=== YOUR INSTRUCTIONS ===
Rewrite the entries below with every instance of "hazy sky" replaced by "overcast sky", leaving everything else unchanged.

=== RECORD SET ===
★ ★ ★

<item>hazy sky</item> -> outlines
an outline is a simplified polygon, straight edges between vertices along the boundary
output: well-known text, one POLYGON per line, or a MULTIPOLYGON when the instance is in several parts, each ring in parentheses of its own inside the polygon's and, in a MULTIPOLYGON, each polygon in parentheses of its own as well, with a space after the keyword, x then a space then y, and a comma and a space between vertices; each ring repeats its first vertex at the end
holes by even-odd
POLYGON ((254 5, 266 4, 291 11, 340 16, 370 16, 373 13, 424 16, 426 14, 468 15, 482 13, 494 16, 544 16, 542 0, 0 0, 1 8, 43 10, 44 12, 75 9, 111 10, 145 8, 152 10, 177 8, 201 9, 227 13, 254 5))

★ ★ ★

=== SOLUTION TO THE EXERCISE ===
<item>overcast sky</item> -> outlines
an outline is a simplified polygon, straight edges between vertices along the boundary
output: well-known text, one POLYGON per line, or a MULTIPOLYGON when the instance is in several parts, each ring in parentheses of its own inside the polygon's and, in a MULTIPOLYGON, each polygon in parentheses of its own as well, with a space after the keyword, x then a space then y, and a comma and a space between vertices; each ring repeats its first vertex at the end
holes by even-odd
POLYGON ((254 5, 266 4, 291 11, 340 16, 370 16, 373 13, 424 16, 426 14, 468 15, 482 13, 494 16, 544 16, 542 0, 0 0, 1 8, 43 10, 44 12, 75 9, 111 10, 145 8, 152 10, 177 8, 201 9, 227 13, 254 5))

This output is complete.